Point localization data
============

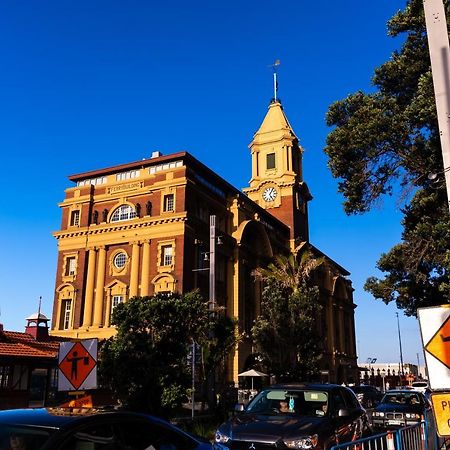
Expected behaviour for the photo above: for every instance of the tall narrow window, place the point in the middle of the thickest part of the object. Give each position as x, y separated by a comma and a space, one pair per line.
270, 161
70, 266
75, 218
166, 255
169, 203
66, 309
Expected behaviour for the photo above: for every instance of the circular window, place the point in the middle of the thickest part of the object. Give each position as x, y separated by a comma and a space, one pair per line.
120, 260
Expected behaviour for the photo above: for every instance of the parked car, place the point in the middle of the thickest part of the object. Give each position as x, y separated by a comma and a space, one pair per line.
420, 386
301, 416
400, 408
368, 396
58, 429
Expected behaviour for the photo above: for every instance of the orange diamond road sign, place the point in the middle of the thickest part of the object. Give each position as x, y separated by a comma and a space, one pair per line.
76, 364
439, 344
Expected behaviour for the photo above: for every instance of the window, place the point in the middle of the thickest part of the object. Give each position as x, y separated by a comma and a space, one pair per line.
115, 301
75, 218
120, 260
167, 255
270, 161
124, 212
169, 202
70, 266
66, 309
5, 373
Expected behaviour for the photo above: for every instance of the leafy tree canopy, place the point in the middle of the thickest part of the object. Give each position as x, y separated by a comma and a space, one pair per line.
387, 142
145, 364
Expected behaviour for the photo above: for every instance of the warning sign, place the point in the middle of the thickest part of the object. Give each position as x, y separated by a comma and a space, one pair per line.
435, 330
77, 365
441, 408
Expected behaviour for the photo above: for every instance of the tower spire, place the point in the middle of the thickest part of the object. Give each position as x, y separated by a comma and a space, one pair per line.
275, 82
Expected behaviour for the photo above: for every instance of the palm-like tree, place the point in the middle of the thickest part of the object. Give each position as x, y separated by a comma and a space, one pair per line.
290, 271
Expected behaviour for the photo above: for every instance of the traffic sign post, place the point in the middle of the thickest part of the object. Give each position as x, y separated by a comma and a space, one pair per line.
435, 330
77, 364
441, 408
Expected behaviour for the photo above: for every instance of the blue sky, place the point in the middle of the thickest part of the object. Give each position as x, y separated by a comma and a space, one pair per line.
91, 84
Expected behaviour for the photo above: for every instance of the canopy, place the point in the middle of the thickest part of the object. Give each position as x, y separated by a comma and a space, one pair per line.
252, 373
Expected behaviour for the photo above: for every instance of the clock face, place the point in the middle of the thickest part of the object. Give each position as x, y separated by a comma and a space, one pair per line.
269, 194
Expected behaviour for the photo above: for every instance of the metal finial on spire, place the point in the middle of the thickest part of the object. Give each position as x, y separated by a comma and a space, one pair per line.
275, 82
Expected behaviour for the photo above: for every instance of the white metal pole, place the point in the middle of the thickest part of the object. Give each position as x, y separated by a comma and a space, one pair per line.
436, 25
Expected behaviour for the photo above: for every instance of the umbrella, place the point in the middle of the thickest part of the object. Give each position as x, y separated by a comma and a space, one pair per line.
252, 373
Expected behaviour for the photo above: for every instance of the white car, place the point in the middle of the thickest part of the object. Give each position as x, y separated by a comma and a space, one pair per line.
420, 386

============

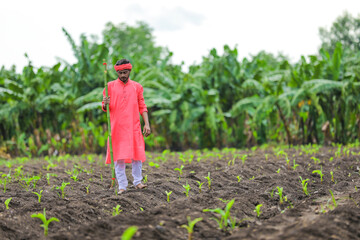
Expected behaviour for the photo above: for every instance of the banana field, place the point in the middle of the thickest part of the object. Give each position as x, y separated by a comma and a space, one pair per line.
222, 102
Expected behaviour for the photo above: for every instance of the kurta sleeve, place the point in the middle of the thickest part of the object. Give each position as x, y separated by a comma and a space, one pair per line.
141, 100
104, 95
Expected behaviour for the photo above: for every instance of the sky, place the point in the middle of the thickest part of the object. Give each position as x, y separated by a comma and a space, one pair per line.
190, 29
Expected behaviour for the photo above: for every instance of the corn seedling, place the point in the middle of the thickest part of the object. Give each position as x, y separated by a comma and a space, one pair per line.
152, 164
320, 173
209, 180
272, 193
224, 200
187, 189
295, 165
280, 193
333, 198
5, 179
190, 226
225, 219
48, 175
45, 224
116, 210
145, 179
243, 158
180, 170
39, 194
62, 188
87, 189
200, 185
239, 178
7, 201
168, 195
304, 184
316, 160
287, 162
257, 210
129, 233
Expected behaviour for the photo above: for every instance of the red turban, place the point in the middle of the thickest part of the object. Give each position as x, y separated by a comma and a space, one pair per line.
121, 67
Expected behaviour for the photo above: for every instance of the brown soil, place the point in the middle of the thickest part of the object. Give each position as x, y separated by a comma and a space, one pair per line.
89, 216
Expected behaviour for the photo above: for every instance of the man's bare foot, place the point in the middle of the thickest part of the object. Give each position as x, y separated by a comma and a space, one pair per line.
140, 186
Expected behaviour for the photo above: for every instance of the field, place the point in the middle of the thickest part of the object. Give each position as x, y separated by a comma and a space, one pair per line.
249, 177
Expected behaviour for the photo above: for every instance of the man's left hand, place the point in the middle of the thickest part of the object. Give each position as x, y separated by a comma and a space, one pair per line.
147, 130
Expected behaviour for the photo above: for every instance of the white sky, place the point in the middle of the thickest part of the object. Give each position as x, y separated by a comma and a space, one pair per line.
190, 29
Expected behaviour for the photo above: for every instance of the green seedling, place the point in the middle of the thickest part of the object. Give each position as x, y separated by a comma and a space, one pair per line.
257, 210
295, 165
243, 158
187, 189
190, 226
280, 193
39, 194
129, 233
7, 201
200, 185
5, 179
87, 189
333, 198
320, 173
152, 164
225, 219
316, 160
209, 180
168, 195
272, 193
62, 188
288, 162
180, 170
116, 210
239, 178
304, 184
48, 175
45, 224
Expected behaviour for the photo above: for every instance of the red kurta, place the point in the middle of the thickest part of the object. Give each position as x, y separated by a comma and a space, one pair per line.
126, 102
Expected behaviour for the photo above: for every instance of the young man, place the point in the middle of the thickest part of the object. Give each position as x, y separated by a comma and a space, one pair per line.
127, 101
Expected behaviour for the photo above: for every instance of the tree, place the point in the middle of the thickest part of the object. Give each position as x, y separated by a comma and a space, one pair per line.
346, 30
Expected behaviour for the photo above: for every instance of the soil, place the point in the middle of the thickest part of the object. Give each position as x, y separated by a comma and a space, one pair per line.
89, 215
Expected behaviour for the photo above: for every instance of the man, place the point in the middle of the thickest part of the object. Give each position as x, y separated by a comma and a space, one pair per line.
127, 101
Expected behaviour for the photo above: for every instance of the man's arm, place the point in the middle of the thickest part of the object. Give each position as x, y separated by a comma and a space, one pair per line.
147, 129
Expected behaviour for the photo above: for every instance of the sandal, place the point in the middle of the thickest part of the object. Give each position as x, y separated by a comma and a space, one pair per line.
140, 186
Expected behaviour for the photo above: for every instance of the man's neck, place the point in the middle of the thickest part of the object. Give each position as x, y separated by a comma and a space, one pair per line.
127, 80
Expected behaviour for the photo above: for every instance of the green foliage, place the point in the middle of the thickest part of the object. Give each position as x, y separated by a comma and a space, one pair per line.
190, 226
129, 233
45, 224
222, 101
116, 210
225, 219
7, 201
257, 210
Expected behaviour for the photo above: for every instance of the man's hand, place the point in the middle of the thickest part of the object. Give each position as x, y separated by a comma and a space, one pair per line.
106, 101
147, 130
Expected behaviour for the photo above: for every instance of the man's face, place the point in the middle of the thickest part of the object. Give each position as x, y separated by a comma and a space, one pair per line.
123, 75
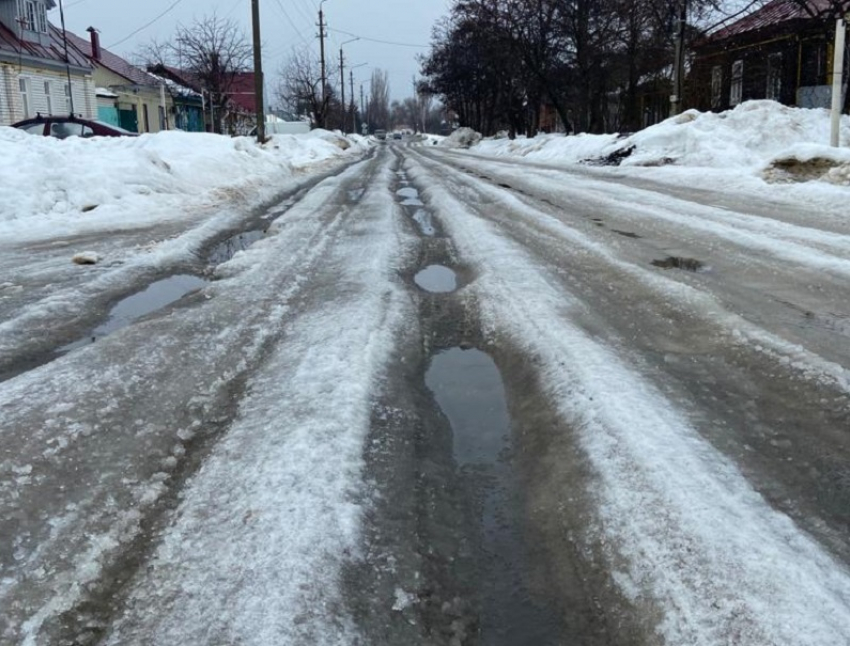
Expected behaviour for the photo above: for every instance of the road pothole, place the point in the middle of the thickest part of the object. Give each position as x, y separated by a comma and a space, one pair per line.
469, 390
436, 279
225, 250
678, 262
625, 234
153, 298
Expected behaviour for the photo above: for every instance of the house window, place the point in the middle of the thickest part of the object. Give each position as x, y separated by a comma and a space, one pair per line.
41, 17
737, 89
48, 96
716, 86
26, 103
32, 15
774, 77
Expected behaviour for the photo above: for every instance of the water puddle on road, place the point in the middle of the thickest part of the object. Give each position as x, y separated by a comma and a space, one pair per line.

============

- [Prompt]:
Beginning at the line above that contains "man's face, place" and going on through the line that contains "of the water", please copy every line exactly, leaving the pictures out and adding nothing.

- [Response to this exercise]:
Expected behaviour for the photo above: for every instance of the man's face, place the point in the middle of the thickest part of the object. Give each position as x, y separated by a comma and a space, one pair per line.
123, 75
Expected behaviour for the photo above: for every instance of the road pothole, place the point in the middle of the thickest part of the object. Give each position as x, y separated by a comma and a space, one pair per line.
469, 390
436, 279
225, 250
678, 262
625, 234
153, 298
Expected behaviour for the photo above: for every instance of the house window, place the point in the middle of the thickest part of the object. Give each position as x, y separated by a comma and a space, one pair per line.
41, 17
737, 89
48, 96
716, 86
26, 103
32, 15
774, 77
Expected behaviour for the photo above: for every instance of the water puddle on road, place the point in the middle of the thickest part of the object. Give each position as x, y separated by a comma and a space, one pair per line.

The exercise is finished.